Work required — Pull out every line in the items below that contains the word "window", and copy each of those lines in full.
---------- Listing
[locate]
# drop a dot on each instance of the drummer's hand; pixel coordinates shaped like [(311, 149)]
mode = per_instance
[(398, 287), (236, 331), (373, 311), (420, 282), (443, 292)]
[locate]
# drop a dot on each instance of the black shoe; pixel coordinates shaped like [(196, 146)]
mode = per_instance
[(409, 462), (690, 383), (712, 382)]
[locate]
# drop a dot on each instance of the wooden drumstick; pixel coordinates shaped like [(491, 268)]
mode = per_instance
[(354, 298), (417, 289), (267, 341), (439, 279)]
--------------------
---------- Listing
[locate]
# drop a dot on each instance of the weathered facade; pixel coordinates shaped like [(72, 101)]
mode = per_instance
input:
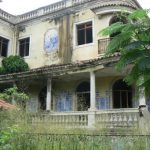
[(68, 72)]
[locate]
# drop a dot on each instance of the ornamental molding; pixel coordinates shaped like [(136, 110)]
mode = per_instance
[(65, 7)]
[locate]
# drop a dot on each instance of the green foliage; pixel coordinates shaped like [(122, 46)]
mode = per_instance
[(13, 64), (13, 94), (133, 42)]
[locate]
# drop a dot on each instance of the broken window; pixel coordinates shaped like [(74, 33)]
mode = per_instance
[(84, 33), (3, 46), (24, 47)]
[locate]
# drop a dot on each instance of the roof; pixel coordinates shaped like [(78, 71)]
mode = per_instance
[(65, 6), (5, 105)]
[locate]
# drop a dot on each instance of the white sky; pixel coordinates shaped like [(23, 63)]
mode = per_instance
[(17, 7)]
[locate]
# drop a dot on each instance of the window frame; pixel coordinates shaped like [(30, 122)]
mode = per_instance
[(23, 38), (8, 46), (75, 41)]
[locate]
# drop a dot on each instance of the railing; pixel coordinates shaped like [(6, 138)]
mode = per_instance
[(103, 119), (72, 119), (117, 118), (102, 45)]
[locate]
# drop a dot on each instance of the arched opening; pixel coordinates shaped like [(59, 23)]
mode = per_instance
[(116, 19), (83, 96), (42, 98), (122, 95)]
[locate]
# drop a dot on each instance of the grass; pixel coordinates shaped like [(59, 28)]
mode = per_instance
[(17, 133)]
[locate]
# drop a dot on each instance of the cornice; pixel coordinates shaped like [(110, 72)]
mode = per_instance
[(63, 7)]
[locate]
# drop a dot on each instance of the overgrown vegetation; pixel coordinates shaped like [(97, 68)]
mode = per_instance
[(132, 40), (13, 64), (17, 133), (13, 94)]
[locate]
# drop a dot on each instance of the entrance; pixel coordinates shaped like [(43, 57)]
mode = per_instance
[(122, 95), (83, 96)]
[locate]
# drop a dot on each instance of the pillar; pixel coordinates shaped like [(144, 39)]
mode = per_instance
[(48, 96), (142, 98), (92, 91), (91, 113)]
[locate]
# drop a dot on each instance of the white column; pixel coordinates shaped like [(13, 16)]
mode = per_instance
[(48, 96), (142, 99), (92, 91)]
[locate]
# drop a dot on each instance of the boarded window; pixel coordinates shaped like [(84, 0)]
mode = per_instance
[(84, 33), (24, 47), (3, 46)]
--------------------
Complete response —
# drop a dot on each instance of the broken window; pixel coordinates shaped like [(74, 33)]
# drop a dot on each instance of the window frame; pixel coordinates shaped like [(30, 122)]
# drop a dot on each instance of the boarded window; pixel coordinates shaped like [(84, 0)]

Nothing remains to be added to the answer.